**What is asked**
Write a continuation of the post about the scraps from the old textile factory, starting after its last sentence.

-- start of Passage shown --

This post has nothing to do with that annoying little nephew of Scooby Doo but I couldn’t resist the title as there are both scraps and a dog.

A friend of a friend bought an old textile factory in our local town which used to be a centre for the textile industry in days gone by.  In fact, the one remaining working factory still produces upholstery for the automotive industry near and far.

The friend of a friend is converting the old factory into offices and is clearing out all the remaining bits and pieces. The friend didn’t want to see the stuff going to the dump so asked people she knows who sew and craft generally if they wanted to take some of it.  I have a few rolls of quite fine, plain coloured, slightly stretchy stuff I’m not sure what I’m going to do with but I also got some of these sample cards.

I have a sort of ‘woollen quilt’ in mind which I could achieve by cutting the rectangles into squares – there’s even some teeny squares showing the different colours that were available in each pattern – any ideas what I could do with those?

-- end of Passage shown --
-- start of Information provided --

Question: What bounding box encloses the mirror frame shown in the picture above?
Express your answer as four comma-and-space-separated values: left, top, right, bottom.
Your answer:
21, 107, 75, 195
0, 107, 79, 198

-- end of Information provided --

**Response**
I wondered if I could extend my range of dog collars and make a sort of ‘Country Walks’ selection by covering the webbing totally in the wool mix fabric.  I had to join two lengths together and, instead of sewing the resulting band to the top of the webbing only – as I do with the ribbons and tapes I generally use – I made a tube of the fabric and threaded the webbing through so it was completely enclosed.  All the fabric has a slight stretch to it – possibly as it was produced for car seats – so worked well for this but not sure what implications that would have for a quilt.  Although it would probably be more a blanket than a quilt.

Here’s what I came up with

and here’s Stan doing a grand job of modelling it.

He is my own personal product tester and not nearly as annoying as Scrappy Doo.

Joining in again this month with Kate & Gun’s monthly Scraphappy Day where you too can use your scraps of fabric, yarn, paper, wood, anything to make something useful or lovely or both and show it off to the world.  You don’t have to join in every month, only when you have something to show.  Details and a list of other participants’ scrappy endeavours over on Kate’s blog.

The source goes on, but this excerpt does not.